Directions for this task: For the entries below, report the number of lines where the string "frame" appears, and only that number.

Record extracts:
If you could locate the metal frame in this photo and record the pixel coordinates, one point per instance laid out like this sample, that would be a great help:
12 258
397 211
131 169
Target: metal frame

Response for this exercise: 2